Job
Reproduce the closing part of the entries exactly: the line with "of the rippling" and all lines after it, ending with the last line, and nothing else.

Location identification entries
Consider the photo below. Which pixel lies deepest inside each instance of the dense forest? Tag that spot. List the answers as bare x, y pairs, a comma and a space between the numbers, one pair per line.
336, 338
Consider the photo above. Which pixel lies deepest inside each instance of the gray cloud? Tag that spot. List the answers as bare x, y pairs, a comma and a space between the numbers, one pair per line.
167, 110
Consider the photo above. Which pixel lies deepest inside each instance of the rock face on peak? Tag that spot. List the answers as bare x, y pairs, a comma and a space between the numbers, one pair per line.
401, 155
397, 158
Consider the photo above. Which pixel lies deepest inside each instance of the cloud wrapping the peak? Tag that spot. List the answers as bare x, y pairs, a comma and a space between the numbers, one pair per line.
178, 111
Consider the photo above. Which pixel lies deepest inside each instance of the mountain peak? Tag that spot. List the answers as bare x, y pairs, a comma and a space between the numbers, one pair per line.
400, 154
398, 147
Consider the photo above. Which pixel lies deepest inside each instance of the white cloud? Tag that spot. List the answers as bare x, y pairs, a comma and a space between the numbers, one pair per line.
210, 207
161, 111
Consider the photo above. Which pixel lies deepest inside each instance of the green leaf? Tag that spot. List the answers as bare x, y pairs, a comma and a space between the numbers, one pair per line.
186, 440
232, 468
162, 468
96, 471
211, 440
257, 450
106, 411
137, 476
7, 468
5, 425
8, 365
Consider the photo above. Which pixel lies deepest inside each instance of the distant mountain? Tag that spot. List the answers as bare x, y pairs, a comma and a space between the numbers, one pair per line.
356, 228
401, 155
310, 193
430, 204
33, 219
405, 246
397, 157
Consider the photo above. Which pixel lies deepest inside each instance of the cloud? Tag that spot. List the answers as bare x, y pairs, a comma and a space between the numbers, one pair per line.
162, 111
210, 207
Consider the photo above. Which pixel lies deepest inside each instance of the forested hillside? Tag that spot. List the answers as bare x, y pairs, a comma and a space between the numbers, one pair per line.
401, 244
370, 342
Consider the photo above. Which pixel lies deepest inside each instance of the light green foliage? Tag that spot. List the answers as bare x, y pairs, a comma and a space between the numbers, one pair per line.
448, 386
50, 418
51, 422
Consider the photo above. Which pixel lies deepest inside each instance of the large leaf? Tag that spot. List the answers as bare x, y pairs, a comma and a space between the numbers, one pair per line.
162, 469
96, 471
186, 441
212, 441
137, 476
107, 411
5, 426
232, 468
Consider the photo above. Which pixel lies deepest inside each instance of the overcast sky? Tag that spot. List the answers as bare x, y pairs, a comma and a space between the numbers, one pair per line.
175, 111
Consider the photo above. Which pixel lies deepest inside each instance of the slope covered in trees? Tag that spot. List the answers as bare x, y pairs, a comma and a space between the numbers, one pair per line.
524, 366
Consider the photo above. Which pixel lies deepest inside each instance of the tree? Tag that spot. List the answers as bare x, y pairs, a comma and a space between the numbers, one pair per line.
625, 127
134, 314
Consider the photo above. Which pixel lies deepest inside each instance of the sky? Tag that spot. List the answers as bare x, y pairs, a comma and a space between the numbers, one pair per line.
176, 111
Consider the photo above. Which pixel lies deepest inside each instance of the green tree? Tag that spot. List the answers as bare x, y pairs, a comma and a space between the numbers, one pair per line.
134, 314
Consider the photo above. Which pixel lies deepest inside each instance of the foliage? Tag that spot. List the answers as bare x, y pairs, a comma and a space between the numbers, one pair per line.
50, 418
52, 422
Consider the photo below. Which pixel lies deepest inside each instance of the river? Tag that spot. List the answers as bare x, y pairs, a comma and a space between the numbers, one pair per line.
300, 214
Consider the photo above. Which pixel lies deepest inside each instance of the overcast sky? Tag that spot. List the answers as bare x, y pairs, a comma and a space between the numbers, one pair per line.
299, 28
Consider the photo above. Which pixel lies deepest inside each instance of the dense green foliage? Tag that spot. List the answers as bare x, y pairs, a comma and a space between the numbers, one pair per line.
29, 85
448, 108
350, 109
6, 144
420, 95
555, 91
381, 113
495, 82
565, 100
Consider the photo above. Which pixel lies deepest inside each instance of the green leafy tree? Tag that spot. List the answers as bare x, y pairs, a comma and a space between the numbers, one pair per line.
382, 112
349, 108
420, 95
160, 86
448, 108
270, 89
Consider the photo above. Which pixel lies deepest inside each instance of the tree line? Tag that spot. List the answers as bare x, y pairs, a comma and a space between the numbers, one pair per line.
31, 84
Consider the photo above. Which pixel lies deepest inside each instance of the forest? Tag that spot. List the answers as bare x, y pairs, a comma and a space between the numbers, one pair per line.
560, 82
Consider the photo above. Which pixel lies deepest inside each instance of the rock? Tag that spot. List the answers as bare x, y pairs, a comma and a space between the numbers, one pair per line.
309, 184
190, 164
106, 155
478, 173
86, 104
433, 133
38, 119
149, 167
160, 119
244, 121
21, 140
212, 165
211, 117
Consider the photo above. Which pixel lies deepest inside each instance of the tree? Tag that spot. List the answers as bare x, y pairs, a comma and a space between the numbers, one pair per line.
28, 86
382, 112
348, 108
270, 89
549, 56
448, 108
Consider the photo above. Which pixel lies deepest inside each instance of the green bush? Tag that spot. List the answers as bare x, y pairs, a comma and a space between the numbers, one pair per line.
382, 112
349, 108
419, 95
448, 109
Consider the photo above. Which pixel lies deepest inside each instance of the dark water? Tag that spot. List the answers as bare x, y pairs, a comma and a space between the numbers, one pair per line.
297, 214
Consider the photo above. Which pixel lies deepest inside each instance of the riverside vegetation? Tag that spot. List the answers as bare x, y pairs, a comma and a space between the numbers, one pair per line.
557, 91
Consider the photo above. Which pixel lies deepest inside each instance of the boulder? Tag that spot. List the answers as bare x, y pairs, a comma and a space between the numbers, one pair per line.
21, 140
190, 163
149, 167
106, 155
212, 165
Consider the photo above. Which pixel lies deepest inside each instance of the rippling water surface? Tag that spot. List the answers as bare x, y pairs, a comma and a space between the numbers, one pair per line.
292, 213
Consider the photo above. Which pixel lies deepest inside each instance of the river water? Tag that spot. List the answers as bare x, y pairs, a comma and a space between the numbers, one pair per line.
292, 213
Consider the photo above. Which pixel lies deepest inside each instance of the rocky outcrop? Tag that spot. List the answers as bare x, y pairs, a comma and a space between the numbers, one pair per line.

Exercise result
Consider the photo above. Which pixel lies deepest inside each instance of the rippling water surface? Tag that spot. List the answers as bare x, y pairs, a comma and a space between the numbers, one pair per line.
292, 213
Consider the photo above. Which pixel lies deepest inside each instance of the river water? Tag that spot. List the answers as bare x, y pairs, a comma and a space between the numbers, one pair per line.
292, 213
Consider the photo above. Which pixel lies deepest inside each instance of the rocky outcrop? Tag that spot. List the answers as bare x, y pairs, a comma and a space between the numbers, one pair per line.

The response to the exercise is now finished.